## Source document
Larison also trots out the idea (which has cropped up elsewhere, from paleocons and liberals alike), that Russia's turn to authoritarianism is partly the fault of U.S. policies intended to "humiliate" post-Cold War Russia, and invites me to criticize those policies. I'd love to know what this "humiliation" consisted of; if there's anything to criticize about our Russia policy, it's the insistence on treating Russia as an ally and a democracy when it's obviously neither. But that's a discussion for another day. Whatever the cause of Russia's authoritarian slide, the emergence of a state-blessed cultish youth movement whose members are all too willing to serve as goon squads for the government is a new landmark in that slide.

Tuesday, August 07, 2007

More Beauchamp

According to Michael Goldfarb at The Weekly Standard, Beauchamp has recanted.


THE WEEKLY STANDARD has learned from a military source close to the investigation that Pvt. Scott Thomas Beauchamp--author of the much-disputed "Shock Troops" article in the New Republic's July 23 issue as well as two previous "Baghdad Diarist" columns--signed a sworn statement admitting that all three articles he published in the New Republic were exaggerations and falsehoods--fabrications containing only "a smidgen of truth," in the words of our source.

## Segmentation dataset rows
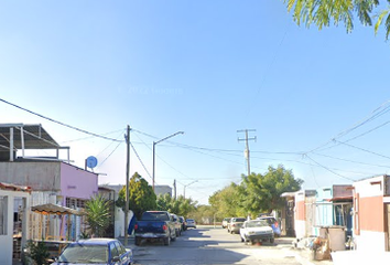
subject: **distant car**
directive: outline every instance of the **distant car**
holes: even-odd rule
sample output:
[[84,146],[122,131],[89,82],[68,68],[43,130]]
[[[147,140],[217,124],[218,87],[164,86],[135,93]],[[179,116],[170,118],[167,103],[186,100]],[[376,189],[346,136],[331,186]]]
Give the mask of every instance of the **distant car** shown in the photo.
[[176,236],[180,236],[182,234],[182,223],[178,220],[178,216],[174,213],[171,213],[172,220],[175,224],[175,232]]
[[196,229],[196,222],[194,219],[187,219],[186,222],[187,222],[187,227]]
[[232,219],[230,219],[230,222],[227,225],[228,233],[238,234],[240,232],[240,227],[241,227],[241,225],[243,224],[245,221],[247,221],[246,218],[232,218]]
[[223,229],[226,229],[226,227],[227,227],[227,224],[230,222],[230,219],[231,219],[231,218],[225,218],[225,219],[223,220]]
[[268,225],[270,225],[273,230],[273,233],[274,233],[274,236],[279,237],[280,234],[281,234],[281,230],[280,230],[280,225],[277,221],[277,219],[274,219],[273,216],[260,216],[260,218],[257,218],[257,220],[264,220],[267,221]]
[[185,219],[183,216],[178,216],[178,221],[182,224],[182,231],[186,231],[187,230],[187,222],[185,222]]
[[52,265],[133,263],[132,251],[115,239],[89,239],[69,243]]
[[266,220],[250,220],[243,222],[240,229],[241,242],[274,242],[273,230]]

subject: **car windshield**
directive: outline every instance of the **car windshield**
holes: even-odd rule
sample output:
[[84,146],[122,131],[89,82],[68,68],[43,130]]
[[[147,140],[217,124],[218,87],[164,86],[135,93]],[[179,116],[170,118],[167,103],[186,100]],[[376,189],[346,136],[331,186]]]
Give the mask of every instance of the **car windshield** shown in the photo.
[[58,257],[58,263],[101,264],[108,262],[105,245],[71,244]]
[[269,225],[268,225],[267,221],[259,220],[259,221],[247,222],[246,226],[247,227],[262,227],[262,226],[269,226]]
[[274,224],[277,222],[277,220],[274,218],[268,218],[268,219],[262,219],[264,220],[268,224]]
[[170,221],[170,218],[164,212],[144,212],[142,221]]

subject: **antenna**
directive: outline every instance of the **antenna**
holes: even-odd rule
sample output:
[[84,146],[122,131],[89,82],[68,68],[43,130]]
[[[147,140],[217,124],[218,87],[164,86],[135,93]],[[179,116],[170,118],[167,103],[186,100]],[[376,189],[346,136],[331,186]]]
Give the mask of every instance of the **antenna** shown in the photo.
[[87,170],[87,168],[90,168],[94,171],[94,168],[96,166],[97,166],[97,158],[96,157],[90,156],[85,160],[85,170]]

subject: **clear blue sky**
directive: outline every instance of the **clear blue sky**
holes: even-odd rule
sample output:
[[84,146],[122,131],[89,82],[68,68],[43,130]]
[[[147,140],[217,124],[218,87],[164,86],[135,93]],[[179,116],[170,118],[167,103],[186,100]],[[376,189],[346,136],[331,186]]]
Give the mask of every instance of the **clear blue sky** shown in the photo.
[[[120,140],[130,125],[150,174],[153,140],[185,131],[156,145],[155,180],[175,179],[177,194],[197,181],[186,197],[201,203],[247,173],[240,129],[256,129],[252,172],[283,165],[307,189],[351,183],[390,169],[390,46],[355,23],[297,26],[279,0],[0,1],[1,98]],[[42,124],[79,167],[96,156],[100,183],[124,183],[124,142],[0,112]],[[332,141],[343,131],[346,144]],[[151,183],[133,151],[130,171]]]

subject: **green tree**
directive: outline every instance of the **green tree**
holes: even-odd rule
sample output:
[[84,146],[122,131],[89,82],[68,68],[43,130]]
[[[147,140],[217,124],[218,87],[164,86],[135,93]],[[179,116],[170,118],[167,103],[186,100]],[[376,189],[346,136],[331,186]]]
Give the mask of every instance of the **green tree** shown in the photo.
[[303,180],[295,179],[292,171],[281,165],[278,168],[270,166],[264,174],[242,176],[238,188],[241,206],[252,215],[279,210],[284,203],[281,194],[299,191],[302,183]]
[[175,200],[169,193],[159,195],[156,200],[159,211],[169,211],[178,216],[187,216],[189,212],[196,209],[196,203],[192,199],[184,199],[183,195],[180,195]]
[[[126,186],[119,191],[117,205],[124,211],[126,205]],[[129,181],[129,209],[133,211],[138,220],[144,211],[156,209],[156,195],[153,188],[149,186],[138,172]]]
[[301,23],[306,26],[315,24],[321,30],[324,26],[329,26],[331,22],[335,25],[344,23],[347,32],[351,32],[354,15],[357,15],[364,25],[372,25],[372,20],[376,20],[376,33],[384,21],[386,40],[389,39],[390,6],[377,10],[380,6],[379,0],[284,0],[284,3],[286,3],[289,12],[292,11],[294,21],[299,25]]
[[[48,258],[50,253],[43,239],[42,241],[39,242],[29,240],[26,243],[26,248],[30,253],[30,257],[35,262],[35,264],[37,265],[48,264],[46,259]],[[29,261],[24,261],[24,262],[29,263]]]
[[245,211],[241,206],[241,198],[236,183],[231,183],[224,189],[216,191],[208,203],[213,206],[218,219],[243,216]]
[[88,200],[85,208],[91,234],[102,236],[110,224],[109,201],[99,194]]

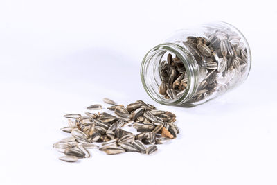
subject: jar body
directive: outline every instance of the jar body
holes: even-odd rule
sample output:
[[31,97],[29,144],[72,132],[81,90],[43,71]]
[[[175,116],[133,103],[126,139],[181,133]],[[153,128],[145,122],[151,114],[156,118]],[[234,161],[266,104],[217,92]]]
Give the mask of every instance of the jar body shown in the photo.
[[154,100],[193,106],[244,82],[251,52],[243,35],[224,22],[177,31],[144,58],[141,77]]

## Directives
A - According to the blog excerpt, what did Beauchamp admit in his sworn statement?
B - Explain why the author of the blog excerpt considers the insistence on treating Russia as an ally and a democracy to be the part of U.S. Russia policy open to criticism.
These rows have no connection to the blog excerpt.

## Solutions to each task
A - He admitted that all three articles he published in the New Republic were exaggerations and falsehoods.

B - The author considers it open to criticism because Russia is obviously neither an ally nor a democracy.